→ Exercise objective
Your answer is the listing, printed exactly as given.

BEGIN

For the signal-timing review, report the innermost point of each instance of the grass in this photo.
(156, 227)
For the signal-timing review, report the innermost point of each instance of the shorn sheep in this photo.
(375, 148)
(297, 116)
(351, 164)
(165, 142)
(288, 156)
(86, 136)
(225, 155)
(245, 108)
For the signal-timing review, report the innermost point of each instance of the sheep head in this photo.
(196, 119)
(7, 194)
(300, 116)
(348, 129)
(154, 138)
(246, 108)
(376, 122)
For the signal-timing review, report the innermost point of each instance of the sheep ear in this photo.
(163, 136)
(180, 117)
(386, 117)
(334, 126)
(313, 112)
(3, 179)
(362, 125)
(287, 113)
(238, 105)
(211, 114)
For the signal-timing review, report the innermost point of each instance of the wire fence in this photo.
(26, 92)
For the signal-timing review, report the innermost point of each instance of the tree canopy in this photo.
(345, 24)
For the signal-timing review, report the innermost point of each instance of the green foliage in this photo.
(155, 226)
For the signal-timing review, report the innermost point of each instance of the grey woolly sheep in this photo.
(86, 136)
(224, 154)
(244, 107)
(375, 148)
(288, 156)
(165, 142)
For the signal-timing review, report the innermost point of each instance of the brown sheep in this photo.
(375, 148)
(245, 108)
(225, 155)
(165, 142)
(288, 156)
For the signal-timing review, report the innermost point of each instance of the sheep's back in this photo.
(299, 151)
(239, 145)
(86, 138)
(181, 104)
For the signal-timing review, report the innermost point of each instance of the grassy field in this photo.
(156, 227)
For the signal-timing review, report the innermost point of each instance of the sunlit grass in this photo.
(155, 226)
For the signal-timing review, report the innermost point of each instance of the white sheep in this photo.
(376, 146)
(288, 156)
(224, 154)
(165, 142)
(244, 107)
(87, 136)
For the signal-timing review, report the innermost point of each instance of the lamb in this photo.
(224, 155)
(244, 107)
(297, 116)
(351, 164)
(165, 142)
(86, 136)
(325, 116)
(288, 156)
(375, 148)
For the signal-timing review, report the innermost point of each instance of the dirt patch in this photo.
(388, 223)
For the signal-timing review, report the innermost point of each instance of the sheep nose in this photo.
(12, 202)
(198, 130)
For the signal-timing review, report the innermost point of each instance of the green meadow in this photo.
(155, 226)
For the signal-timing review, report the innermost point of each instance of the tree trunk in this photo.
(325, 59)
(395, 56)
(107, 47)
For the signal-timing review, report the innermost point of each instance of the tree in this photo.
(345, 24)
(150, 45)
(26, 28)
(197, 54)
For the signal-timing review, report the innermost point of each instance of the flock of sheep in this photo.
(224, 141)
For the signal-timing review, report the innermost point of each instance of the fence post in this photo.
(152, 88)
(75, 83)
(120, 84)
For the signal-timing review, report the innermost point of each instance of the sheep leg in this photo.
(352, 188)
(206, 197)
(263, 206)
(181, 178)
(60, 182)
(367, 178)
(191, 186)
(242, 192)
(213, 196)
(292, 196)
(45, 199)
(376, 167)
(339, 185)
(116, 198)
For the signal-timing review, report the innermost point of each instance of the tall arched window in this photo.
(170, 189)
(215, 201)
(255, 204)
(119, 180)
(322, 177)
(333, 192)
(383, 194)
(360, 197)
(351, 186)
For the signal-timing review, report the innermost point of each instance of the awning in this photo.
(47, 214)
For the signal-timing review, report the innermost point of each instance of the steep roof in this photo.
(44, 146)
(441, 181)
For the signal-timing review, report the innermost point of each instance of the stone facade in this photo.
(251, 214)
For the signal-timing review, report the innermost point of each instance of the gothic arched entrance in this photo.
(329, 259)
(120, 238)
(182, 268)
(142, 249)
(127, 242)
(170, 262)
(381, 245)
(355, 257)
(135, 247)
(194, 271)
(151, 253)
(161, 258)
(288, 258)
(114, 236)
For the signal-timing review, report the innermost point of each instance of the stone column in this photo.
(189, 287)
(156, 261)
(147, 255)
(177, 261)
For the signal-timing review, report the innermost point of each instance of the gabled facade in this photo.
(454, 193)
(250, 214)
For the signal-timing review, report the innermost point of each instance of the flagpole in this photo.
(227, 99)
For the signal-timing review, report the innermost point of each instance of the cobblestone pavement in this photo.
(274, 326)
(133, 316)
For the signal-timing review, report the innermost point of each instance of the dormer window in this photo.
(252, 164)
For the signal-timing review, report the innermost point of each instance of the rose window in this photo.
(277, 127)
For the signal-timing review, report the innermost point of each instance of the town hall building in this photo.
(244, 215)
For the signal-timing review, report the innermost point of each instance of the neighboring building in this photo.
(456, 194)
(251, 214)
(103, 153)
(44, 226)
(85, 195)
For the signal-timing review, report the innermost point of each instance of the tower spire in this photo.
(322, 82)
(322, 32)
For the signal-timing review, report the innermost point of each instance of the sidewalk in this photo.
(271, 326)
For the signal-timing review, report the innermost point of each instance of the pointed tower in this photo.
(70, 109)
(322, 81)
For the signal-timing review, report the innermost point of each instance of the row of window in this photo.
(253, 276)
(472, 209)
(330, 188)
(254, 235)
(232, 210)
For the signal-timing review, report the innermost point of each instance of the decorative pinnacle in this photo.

END

→ Output for this exercise
For the signal-timing review, report the innermost point of each instance of the grass in this photo.
(156, 227)
For the signal-timing review, report the innermost point of each instance of the shorn sheep in this photo.
(375, 148)
(297, 116)
(351, 164)
(165, 142)
(288, 156)
(86, 136)
(225, 155)
(245, 108)
For the signal-timing review, report the innermost point of each instance of the sheep head in this photo.
(196, 119)
(7, 194)
(300, 116)
(348, 129)
(154, 138)
(246, 108)
(376, 122)
For the signal-timing review, report the innermost point of each instance of the sheep ear in this photo.
(163, 136)
(180, 117)
(386, 117)
(334, 126)
(313, 112)
(3, 179)
(362, 125)
(287, 113)
(238, 105)
(211, 114)
For the signal-timing review, report the innermost point of each instance of the wire fence in this photo.
(26, 92)
For the signal-timing review, report the innermost point of each instance of the tree canopy in this photo.
(345, 24)
For the signal-timing review, report the innermost point of each instance of the green foliage in this photo.
(155, 226)
For the signal-timing review, report the innermost point of each instance of the grey woolly sheep in this photo.
(86, 136)
(224, 154)
(244, 107)
(375, 148)
(288, 156)
(165, 142)
For the signal-timing review, report the innermost point of each instance of the brown sheep in this photo.
(375, 148)
(245, 108)
(225, 155)
(165, 142)
(288, 156)
For the signal-timing review, report the innermost point of each instance of the sheep's back in this photo.
(299, 151)
(239, 145)
(86, 138)
(181, 104)
For the signal-timing review, report the innermost point of each instance of the grassy field in this photo.
(156, 227)
For the signal-timing review, report the innermost point of each instance of the sunlit grass in this photo.
(155, 226)
For the signal-timing review, report the innermost point of each instance of the white sheep in this photo.
(376, 146)
(288, 156)
(224, 154)
(165, 142)
(244, 107)
(87, 136)
For the signal-timing review, report the innermost point of each instance of the lamb in this photo.
(224, 155)
(244, 107)
(297, 116)
(351, 164)
(165, 142)
(86, 136)
(325, 116)
(288, 156)
(375, 148)
For the signal-timing review, report the innermost point of each instance of the dirt patch in this photo.
(388, 223)
For the signal-timing review, report the innermost point of each instance of the sheep nose in this photo.
(12, 202)
(198, 130)
For the signal-timing review, report the innermost point of each instance of the green meadow in this photo.
(155, 226)
For the signal-timing review, report the innermost point of each instance of the tree trunk in this photo.
(325, 59)
(395, 56)
(107, 47)
For the signal-timing review, report the innermost point of each instance of the tree in this photo.
(345, 24)
(150, 45)
(26, 28)
(197, 54)
For the signal-timing review, report the innermost point of each instance of the flock of sheep in this photo.
(224, 141)
For the signal-timing review, report the innermost point of each instance of the fence post in this photo.
(152, 88)
(75, 83)
(120, 84)
For the signal-timing review, report the innermost point of each instance of the sheep leg in this photo.
(352, 188)
(206, 197)
(263, 206)
(181, 178)
(60, 182)
(367, 178)
(191, 186)
(242, 192)
(213, 196)
(292, 196)
(45, 199)
(376, 167)
(339, 185)
(116, 198)
For the signal-timing review, report the innermost point of each instance of the tall arched window in this photo.
(170, 189)
(215, 201)
(255, 204)
(119, 180)
(322, 177)
(333, 192)
(383, 194)
(360, 197)
(351, 186)
For the signal-timing review, report the innermost point of each instance of the awning in this photo.
(47, 214)
For the signal-timing review, report the innermost point of each instance of the steep roof in this photo.
(44, 146)
(441, 181)
For the signal-timing review, report the innermost point of each instance of the stone facade in this photo.
(251, 214)
For the signal-timing review, report the innermost point of each instance of the gothic arched entrance in this photo.
(329, 259)
(120, 238)
(182, 268)
(142, 249)
(127, 242)
(170, 262)
(381, 245)
(355, 257)
(135, 247)
(194, 271)
(151, 253)
(161, 258)
(288, 258)
(114, 236)
For the signal-timing review, report the innermost point of each instance of the stone column in this photo.
(189, 287)
(156, 261)
(147, 255)
(177, 261)
For the signal-timing review, report the innermost point of each instance of the gabled facade in this photo.
(454, 193)
(250, 214)
For the signal-timing review, report the innermost point of each instance of the flagpole in this photo.
(227, 99)
For the signal-timing review, report the innermost point of each instance of the cobblestone pavement in this photo.
(274, 326)
(133, 316)
For the signal-timing review, report the innermost point of each instance of the dormer window in this photo.
(252, 164)
For the signal-timing review, report the innermost point of each instance of the rose window in this photo.
(277, 127)
For the signal-timing review, report the innermost point of each instance of the town hall building in this photo.
(244, 215)
For the signal-timing review, report the innermost point of each instance of the neighboring building in this photo.
(456, 194)
(251, 214)
(103, 153)
(44, 226)
(85, 195)
For the signal-timing review, report the innermost point of each instance of the tower spire in this photo.
(322, 82)
(322, 32)
For the signal-timing review, report the innermost point of each instance of the sidewalk in this photo.
(271, 326)
For the signal-timing review, report the innermost point of each instance of the pointed tower in this photo.
(70, 109)
(322, 81)
For the signal-timing review, report the innermost point of each instance of the row of window in this photo.
(253, 276)
(472, 209)
(330, 188)
(254, 235)
(232, 210)
For the signal-timing review, report the innermost point of each instance of the decorative pinnacle in this photo.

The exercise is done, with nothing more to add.